Pick out each line in these entries that contains the string "chain".

Provided data -
....................

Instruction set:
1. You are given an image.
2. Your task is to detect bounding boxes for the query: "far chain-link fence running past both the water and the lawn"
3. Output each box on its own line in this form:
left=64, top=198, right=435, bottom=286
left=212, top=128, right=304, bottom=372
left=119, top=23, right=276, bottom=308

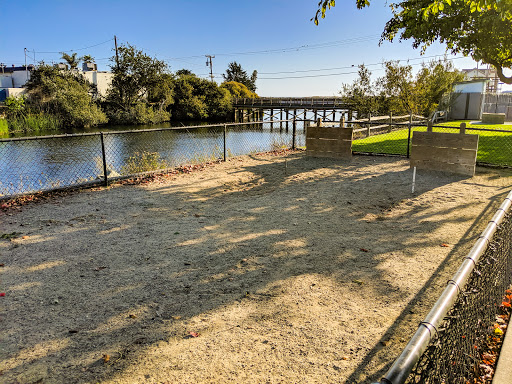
left=0, top=116, right=512, bottom=198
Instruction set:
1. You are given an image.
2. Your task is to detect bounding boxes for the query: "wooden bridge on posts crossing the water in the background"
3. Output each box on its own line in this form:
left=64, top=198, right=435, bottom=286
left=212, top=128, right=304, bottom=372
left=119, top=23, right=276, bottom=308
left=233, top=96, right=353, bottom=122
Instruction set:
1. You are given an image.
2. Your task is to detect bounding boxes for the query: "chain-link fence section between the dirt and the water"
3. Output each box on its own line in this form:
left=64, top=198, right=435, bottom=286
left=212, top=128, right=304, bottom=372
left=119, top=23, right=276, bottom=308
left=0, top=121, right=304, bottom=198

....................

Output of the task -
2. Your task is to detect bounding boxes for the query: "far chain-link fence running past both the water and the lawn"
2. Your task is to detect bounding boxes for the query: "chain-link fence section between the dirt and the water"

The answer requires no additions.